Task objective:
What follows is a listing; restate every line of it word for word.

=== Input rows ===

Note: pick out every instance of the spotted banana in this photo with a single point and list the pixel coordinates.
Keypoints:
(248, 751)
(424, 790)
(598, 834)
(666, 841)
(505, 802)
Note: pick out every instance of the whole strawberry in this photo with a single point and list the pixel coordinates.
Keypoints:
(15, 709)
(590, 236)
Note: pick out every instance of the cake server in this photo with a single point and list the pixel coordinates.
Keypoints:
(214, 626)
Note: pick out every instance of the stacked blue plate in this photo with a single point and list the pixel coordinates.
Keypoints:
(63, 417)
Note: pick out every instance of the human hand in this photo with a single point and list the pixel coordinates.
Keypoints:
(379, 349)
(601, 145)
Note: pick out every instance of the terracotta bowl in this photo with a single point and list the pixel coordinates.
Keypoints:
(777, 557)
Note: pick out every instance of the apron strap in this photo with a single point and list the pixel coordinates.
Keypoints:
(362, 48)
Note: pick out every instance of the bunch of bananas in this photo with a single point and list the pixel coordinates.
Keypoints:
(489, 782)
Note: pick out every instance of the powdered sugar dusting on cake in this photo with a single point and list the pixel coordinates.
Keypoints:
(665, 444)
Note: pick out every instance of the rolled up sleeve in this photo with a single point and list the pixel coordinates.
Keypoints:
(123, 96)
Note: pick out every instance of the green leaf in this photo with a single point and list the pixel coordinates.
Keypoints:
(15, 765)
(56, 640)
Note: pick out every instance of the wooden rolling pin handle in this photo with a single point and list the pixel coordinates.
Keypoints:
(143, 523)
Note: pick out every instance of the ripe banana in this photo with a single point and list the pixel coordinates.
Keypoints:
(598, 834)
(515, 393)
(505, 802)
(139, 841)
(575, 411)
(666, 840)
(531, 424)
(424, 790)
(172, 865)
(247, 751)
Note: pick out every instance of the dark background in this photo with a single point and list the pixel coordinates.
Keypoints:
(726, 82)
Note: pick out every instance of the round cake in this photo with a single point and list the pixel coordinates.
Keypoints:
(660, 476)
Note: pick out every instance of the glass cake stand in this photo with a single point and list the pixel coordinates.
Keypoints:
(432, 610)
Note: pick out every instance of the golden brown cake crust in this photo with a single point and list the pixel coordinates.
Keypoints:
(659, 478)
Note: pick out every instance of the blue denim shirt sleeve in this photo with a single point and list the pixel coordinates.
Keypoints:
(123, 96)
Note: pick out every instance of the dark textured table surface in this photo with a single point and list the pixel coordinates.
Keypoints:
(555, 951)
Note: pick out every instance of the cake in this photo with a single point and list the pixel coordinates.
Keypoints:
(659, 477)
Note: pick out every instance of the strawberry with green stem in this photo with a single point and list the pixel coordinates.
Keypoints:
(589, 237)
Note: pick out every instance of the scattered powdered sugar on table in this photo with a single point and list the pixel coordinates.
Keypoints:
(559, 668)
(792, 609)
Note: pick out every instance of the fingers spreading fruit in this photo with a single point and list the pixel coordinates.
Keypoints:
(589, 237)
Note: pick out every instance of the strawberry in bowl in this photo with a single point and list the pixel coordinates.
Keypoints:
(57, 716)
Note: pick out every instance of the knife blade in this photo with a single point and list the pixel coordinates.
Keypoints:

===

Answer to this problem:
Note: pick out every instance of the spotted banana in this photo with a single point and list the pixel coordinates.
Keypoints:
(248, 751)
(424, 790)
(598, 834)
(666, 841)
(505, 802)
Note: pick out every instance of the whole strawberry in this photo with a single point and list the pixel coordinates.
Keypoints:
(15, 709)
(590, 236)
Note: pick out every instance of the cake server in this photo with a single point and list the pixel coordinates.
Keypoints:
(214, 626)
Note: pick out every instance of the stacked blue plate in this photo with a single point and list the pixel coordinates.
Keypoints:
(63, 417)
Note: pick out every instance of the human hand in this photo with a single point and list the pixel coordinates.
Keypoints:
(379, 349)
(601, 145)
Note: pick out every instance of the terracotta bowl in this photo with a single point and list the pixel coordinates.
Keypoints:
(777, 557)
Note: pick out every instance of the apron strap in this photo with a single point and list the pixel coordinates.
Keypoints:
(362, 48)
Note: pick out every instance of the bunch of bananas in this photo with a single point and list the pixel coordinates.
Keypoints:
(489, 782)
Note: pick out every instance of the powdered sugar dusting on cake in this photo with a single point and list the pixel coordinates.
Keypoints:
(665, 444)
Note: pick out every instance of the rolled up sleeve in this photo with a single point and list the pixel coordinates.
Keypoints:
(123, 96)
Note: pick out every instance of the green leaf in this photo with a single point and list the pixel coordinates.
Keypoints:
(15, 765)
(56, 640)
Note: pick out every instance of the wooden rolling pin handle in this photo with a single point and list the pixel coordinates.
Keypoints:
(143, 523)
Note: pick out every instance of the ripe banana in this photo with a single point and list the pixel coordinates.
Keypoints:
(598, 834)
(515, 393)
(505, 802)
(139, 841)
(575, 411)
(666, 840)
(531, 424)
(424, 790)
(172, 865)
(247, 751)
Note: pick out every instance of the dark background in this photo with a single point and list the pixel coordinates.
Keypoints:
(726, 82)
Note: pick out every instance of the round cake in this photo with a single point and list the pixel coordinates.
Keypoints:
(660, 476)
Note: pick out every instance of the glass cake stand in this photo with a single point and list the pixel coordinates.
Keypoints:
(432, 610)
Note: pick out every instance of the golden brown cake crust in this photo with a single point and list the pixel coordinates.
Keypoints:
(659, 478)
Note: pick out every instance of the blue denim shirt sleeve in this photo with a single point and list the pixel coordinates.
Keypoints:
(123, 96)
Note: pick out every instance of the dark textured table surface in this photo with a single point and list the pixel coordinates.
Keypoints:
(555, 951)
Note: pick out every instance of the cake in this photo with a single point and list the pixel coordinates.
Keypoints:
(659, 477)
Note: pick out every instance of the strawberry with green stem in this photo with a single point and list the pixel coordinates.
Keypoints:
(589, 237)
Note: pick out every instance of the scattered powdered sugar on table in this photo with a single point and list the pixel coordinates.
Keypoints:
(559, 668)
(792, 609)
Note: pick out every instance of the fingers spreading fruit in this photo with a single point and list the pixel coordinates.
Keypoints:
(589, 237)
Note: pick out every instance of the strawberry in bowl in this photo with a single point and list the pixel coordinates.
Keypoints:
(57, 716)
Note: pick out every instance of the knife blade in this photo with a single point and list the pixel coordinates.
Keypoints:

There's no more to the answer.